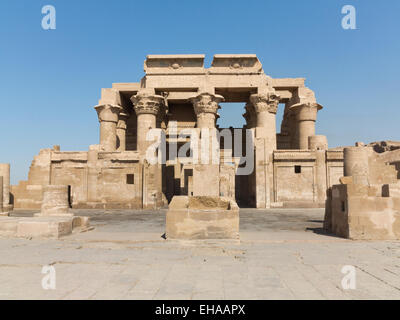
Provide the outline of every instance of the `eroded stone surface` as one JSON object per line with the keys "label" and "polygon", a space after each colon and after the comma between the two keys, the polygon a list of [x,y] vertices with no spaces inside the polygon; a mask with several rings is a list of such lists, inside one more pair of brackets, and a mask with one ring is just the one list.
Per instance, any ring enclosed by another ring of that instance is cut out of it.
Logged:
{"label": "eroded stone surface", "polygon": [[239,208],[229,198],[175,196],[165,234],[167,239],[239,239]]}

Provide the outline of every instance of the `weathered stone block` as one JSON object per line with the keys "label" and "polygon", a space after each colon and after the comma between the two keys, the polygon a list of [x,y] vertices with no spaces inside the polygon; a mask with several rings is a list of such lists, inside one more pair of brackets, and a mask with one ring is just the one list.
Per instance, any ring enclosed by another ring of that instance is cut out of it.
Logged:
{"label": "weathered stone block", "polygon": [[19,221],[17,237],[59,238],[71,232],[72,219],[28,218]]}
{"label": "weathered stone block", "polygon": [[167,239],[238,239],[239,208],[219,197],[175,196],[166,217]]}

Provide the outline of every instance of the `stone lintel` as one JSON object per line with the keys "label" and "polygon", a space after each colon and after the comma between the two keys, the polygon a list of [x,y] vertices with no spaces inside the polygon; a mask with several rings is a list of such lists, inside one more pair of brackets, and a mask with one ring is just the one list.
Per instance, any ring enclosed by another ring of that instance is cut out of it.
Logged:
{"label": "stone lintel", "polygon": [[315,160],[316,155],[313,151],[308,150],[275,150],[274,160],[277,161],[299,161],[299,160]]}
{"label": "stone lintel", "polygon": [[136,92],[140,90],[140,83],[139,82],[132,82],[132,83],[113,83],[112,88],[118,90],[120,92]]}
{"label": "stone lintel", "polygon": [[344,152],[340,150],[328,150],[326,152],[326,160],[340,160],[343,161]]}
{"label": "stone lintel", "polygon": [[272,78],[270,83],[275,89],[295,89],[304,87],[305,80],[305,78]]}
{"label": "stone lintel", "polygon": [[148,55],[146,74],[204,73],[204,54]]}
{"label": "stone lintel", "polygon": [[255,54],[215,54],[208,70],[210,74],[264,73],[262,64]]}
{"label": "stone lintel", "polygon": [[139,161],[138,151],[123,151],[123,152],[99,152],[98,158],[101,160],[110,161]]}
{"label": "stone lintel", "polygon": [[58,151],[51,153],[52,162],[61,161],[77,161],[86,162],[88,158],[87,151]]}

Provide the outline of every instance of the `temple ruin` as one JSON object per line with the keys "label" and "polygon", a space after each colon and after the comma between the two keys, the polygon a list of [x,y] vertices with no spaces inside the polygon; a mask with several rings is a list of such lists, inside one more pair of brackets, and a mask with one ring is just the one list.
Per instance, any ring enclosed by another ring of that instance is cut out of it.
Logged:
{"label": "temple ruin", "polygon": [[[28,180],[11,188],[14,208],[40,208],[47,185],[68,186],[72,208],[157,209],[174,196],[225,197],[260,209],[325,206],[326,190],[343,176],[343,150],[328,149],[326,137],[316,135],[322,106],[304,78],[271,78],[253,54],[217,54],[209,68],[201,54],[148,55],[144,71],[139,82],[101,90],[98,145],[40,150]],[[243,128],[217,125],[221,102],[245,104]],[[165,134],[165,163],[146,160],[154,128]],[[233,143],[220,140],[219,163],[171,156],[191,139],[182,132],[204,128],[235,132]],[[254,170],[238,174],[246,152],[254,154]]]}

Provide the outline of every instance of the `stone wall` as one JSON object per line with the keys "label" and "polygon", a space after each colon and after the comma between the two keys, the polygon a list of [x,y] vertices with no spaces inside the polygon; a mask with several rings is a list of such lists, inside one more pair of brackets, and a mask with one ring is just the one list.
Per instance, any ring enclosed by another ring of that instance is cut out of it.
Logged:
{"label": "stone wall", "polygon": [[371,147],[344,149],[344,177],[328,189],[324,228],[350,239],[400,239],[400,180]]}
{"label": "stone wall", "polygon": [[142,208],[142,171],[137,153],[132,151],[46,149],[32,162],[28,181],[12,187],[14,207],[39,209],[44,186],[55,184],[69,186],[73,208]]}

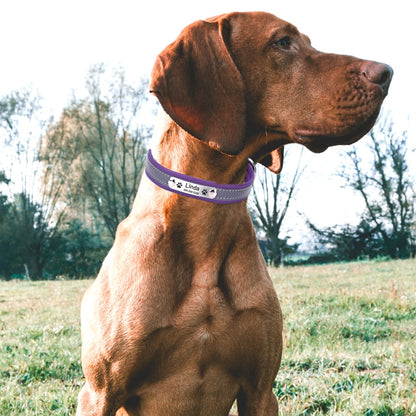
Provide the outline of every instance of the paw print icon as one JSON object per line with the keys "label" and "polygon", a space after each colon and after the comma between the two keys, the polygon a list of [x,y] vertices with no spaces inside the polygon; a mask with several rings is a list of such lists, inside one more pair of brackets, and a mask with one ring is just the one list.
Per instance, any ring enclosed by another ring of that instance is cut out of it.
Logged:
{"label": "paw print icon", "polygon": [[178,181],[175,178],[170,178],[168,182],[170,189],[181,189],[182,188],[182,182]]}

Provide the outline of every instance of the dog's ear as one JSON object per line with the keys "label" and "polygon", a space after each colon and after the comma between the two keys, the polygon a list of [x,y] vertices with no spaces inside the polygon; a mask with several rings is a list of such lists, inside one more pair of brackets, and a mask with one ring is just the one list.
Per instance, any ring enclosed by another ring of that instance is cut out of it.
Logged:
{"label": "dog's ear", "polygon": [[280,146],[261,159],[260,163],[270,169],[273,173],[279,174],[283,167],[283,156],[283,146]]}
{"label": "dog's ear", "polygon": [[230,29],[225,16],[186,27],[157,57],[150,91],[184,130],[236,155],[245,144],[246,104],[227,48]]}

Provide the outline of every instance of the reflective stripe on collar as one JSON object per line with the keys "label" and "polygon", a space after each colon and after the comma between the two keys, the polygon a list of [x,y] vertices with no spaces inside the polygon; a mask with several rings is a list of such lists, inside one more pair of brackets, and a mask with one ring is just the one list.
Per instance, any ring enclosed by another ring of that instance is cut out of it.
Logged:
{"label": "reflective stripe on collar", "polygon": [[163,167],[156,162],[150,150],[147,153],[145,172],[148,178],[160,188],[217,204],[233,204],[247,199],[255,176],[254,166],[250,161],[246,178],[242,184],[222,185],[205,181]]}

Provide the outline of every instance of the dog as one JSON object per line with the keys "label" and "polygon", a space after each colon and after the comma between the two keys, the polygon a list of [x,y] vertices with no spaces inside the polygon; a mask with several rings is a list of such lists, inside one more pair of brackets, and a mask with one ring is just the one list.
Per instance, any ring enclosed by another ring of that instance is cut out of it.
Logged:
{"label": "dog", "polygon": [[78,416],[223,416],[235,400],[278,414],[282,313],[246,207],[252,164],[354,143],[391,78],[263,12],[195,22],[160,53],[146,173],[82,303]]}

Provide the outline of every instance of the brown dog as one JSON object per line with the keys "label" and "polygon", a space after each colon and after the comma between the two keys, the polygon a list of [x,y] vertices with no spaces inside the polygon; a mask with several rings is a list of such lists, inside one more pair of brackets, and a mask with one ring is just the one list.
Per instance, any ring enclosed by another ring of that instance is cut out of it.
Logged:
{"label": "brown dog", "polygon": [[[153,154],[223,184],[248,159],[272,171],[283,145],[353,143],[392,77],[383,64],[318,52],[267,13],[196,22],[157,58],[165,112]],[[78,416],[278,414],[282,315],[246,203],[171,193],[146,175],[82,305],[86,384]]]}

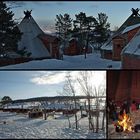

◆ ◆ ◆

Goal of the exercise.
Omitting the images, copy the listing exactly.

Exercise result.
Provide the outline of every instance of the `eroded stone surface` as one JSON object per line with the keys "label" and "polygon", a space after each colon and after the comma between the two keys, the polygon a list of [x,y] vertices with no spaces inside the polygon; a mask with several rings is a list of such lists, inside one more pair of brackets, and a mask with one ring is just the one list.
Per instance, any ring enclosed by another ring of that instance is cut out of it.
Logged:
{"label": "eroded stone surface", "polygon": [[239,208],[229,198],[175,196],[165,234],[167,239],[239,239]]}

Provide the outline of every instance of the `weathered stone block` as one JSON object per line with the keys "label" and "polygon", a space after each colon and after the comma between the two keys, the polygon a list of [x,y] vertices with no spaces inside the polygon; a mask with several rings is a list of such lists, inside one more pair of brackets, and a mask with one ring is just the one list.
Per instance, any ring enclosed by another ring of that instance is cut out of it.
Logged:
{"label": "weathered stone block", "polygon": [[19,221],[17,237],[59,238],[71,232],[72,219],[28,218]]}
{"label": "weathered stone block", "polygon": [[167,239],[238,239],[239,208],[219,197],[175,196],[166,217]]}

Provide the outline of every instance of the `stone lintel` as one JSON object per line with the keys "label" and "polygon", a space after each colon and after the comma between the two keys, the polygon a list of [x,y] vertices with no spaces inside the polygon; a mask with several rings is a list of such lists, inside one more pair of brackets, and a mask with one ring is just the one list.
Per instance, any ring enclosed by another ring of that instance is cut out of it.
Logged:
{"label": "stone lintel", "polygon": [[315,160],[316,155],[313,151],[308,150],[275,150],[274,160],[277,161],[299,161],[299,160]]}
{"label": "stone lintel", "polygon": [[136,92],[140,90],[140,83],[139,82],[132,82],[132,83],[113,83],[112,88],[118,90],[120,92]]}
{"label": "stone lintel", "polygon": [[344,152],[340,150],[328,150],[326,152],[326,160],[340,160],[343,161]]}
{"label": "stone lintel", "polygon": [[272,78],[270,83],[275,89],[295,89],[304,87],[305,80],[305,78]]}
{"label": "stone lintel", "polygon": [[148,55],[146,74],[204,73],[204,54]]}
{"label": "stone lintel", "polygon": [[255,54],[215,54],[208,70],[210,74],[264,73],[262,64]]}
{"label": "stone lintel", "polygon": [[139,161],[138,151],[123,151],[123,152],[99,152],[98,158],[101,160],[110,161]]}
{"label": "stone lintel", "polygon": [[58,151],[51,153],[52,162],[61,161],[77,161],[86,162],[88,158],[87,151]]}

Provide the outline of every instance of the `temple ruin` as one JSON object per line with the keys "label" and "polygon", a space after each colon and after the comma between the two keys, the polygon a list of [x,y] vertices with no spaces inside the polygon; a mask with several rings is a list of such lists, inside one more pair of brackets, and a mask with one ring is just the one list.
Per instance, any ring enclosed by another ring of that instance is cut out of it.
Logged:
{"label": "temple ruin", "polygon": [[[28,180],[11,188],[14,208],[40,208],[47,185],[68,186],[72,208],[157,209],[174,196],[225,197],[260,209],[325,206],[326,190],[343,176],[343,150],[328,149],[326,137],[316,135],[322,106],[304,78],[271,78],[253,54],[217,54],[209,68],[201,54],[148,55],[144,71],[139,82],[101,90],[98,145],[40,150]],[[243,128],[217,125],[221,102],[245,104]],[[165,134],[165,163],[146,160],[154,128]],[[233,143],[220,140],[219,163],[171,156],[191,139],[182,132],[204,128],[235,132]],[[254,170],[238,174],[246,152],[254,154]]]}

Provide the outline of every instance of the `stone wall` as one JSON object per line with the keys "label" and "polygon", a space after each colon and after the comma between the two keys, the polygon a list of [x,y] vertices with no spaces inside the polygon; a mask with several rings is a list of such lists, inside one more pair of brackets, and a mask with one ring is just the one list.
Per instance, any ring enclosed by another ring of that instance is cut out of it.
Logged:
{"label": "stone wall", "polygon": [[371,147],[344,149],[344,177],[328,189],[324,228],[350,239],[400,239],[400,180]]}
{"label": "stone wall", "polygon": [[142,208],[142,171],[137,153],[132,151],[46,149],[32,162],[28,181],[12,187],[14,207],[39,209],[44,186],[55,184],[69,186],[73,208]]}

Provide the outline of every instance of the paw print icon as one JSON object per line with the keys "label" and "polygon", a space after each colon and after the comma between the two keys, the polygon a list of [x,y] vertices with no spaces inside the polygon; a mask with several rings is a list of such lists, inside one more pair of brackets, and a mask with one ring is just the one list.
Per instance, any ring enclosed by another ring of that instance is cut out of it.
Logged:
{"label": "paw print icon", "polygon": [[178,181],[175,178],[170,178],[168,182],[170,189],[181,189],[182,188],[182,182]]}

Provide the outline of every instance of the dog's ear as one JSON object per line with the keys "label" and "polygon", a space after each colon and after the comma between the two keys, the polygon a list of [x,y] vertices with no spaces inside the polygon; a mask with several rings is a list of such lists, inside one more pair of brackets, and a mask with one ring is just the one list.
Per instance, any ring enclosed by another ring of that instance is cut out of it.
Logged:
{"label": "dog's ear", "polygon": [[280,146],[261,159],[260,163],[270,169],[273,173],[279,174],[283,167],[283,156],[283,146]]}
{"label": "dog's ear", "polygon": [[230,29],[225,16],[186,27],[157,57],[150,91],[184,130],[236,155],[245,144],[246,104],[227,48]]}

Provide the outline of every instance of the reflective stripe on collar as one JSON object per line with the keys "label" and "polygon", a space after each colon and after the comma between the two keys, the polygon a list of [x,y] vertices with no spaces inside the polygon; a mask with several rings is a list of such lists, inside one more pair of brackets, and a mask with one ring is just the one list.
Per instance, any ring enclosed by another ring of that instance is cut out of it.
Logged:
{"label": "reflective stripe on collar", "polygon": [[163,167],[156,162],[150,150],[147,153],[145,172],[148,178],[160,188],[217,204],[233,204],[247,199],[255,176],[254,166],[250,161],[246,178],[242,184],[222,185],[205,181]]}

Provide the outline of every instance of the dog as one JSON object per line with the keys "label" and "polygon", a space after each colon and after the comma between the two keys, the polygon a list of [x,y] vertices with no spaces inside the polygon; a mask with several rings is a list of such lists, inside one more pair of brackets, and a mask with one ring is just the one list.
Per instance, any ring enclosed by another ring of that instance is cut out of it.
Logged:
{"label": "dog", "polygon": [[78,416],[223,416],[235,400],[278,414],[282,313],[246,207],[252,164],[354,143],[391,78],[263,12],[195,22],[160,53],[146,173],[82,303]]}

Provide the outline of every instance of the brown dog as one JSON object per line with the keys "label" and "polygon", a space after each colon and after the comma between the two keys, the polygon a list of [x,y] vertices with no spaces inside the polygon; a mask with several rings is a list of such lists, inside one more pair of brackets, and a mask with one ring is just the one list.
Per instance, any ring enclosed by another ring of that instance is cut out of it.
Logged:
{"label": "brown dog", "polygon": [[[153,154],[223,184],[248,159],[272,171],[283,145],[353,143],[392,77],[383,64],[318,52],[267,13],[196,22],[157,58],[165,112]],[[78,416],[278,414],[282,315],[246,203],[171,193],[146,175],[82,305],[86,384]]]}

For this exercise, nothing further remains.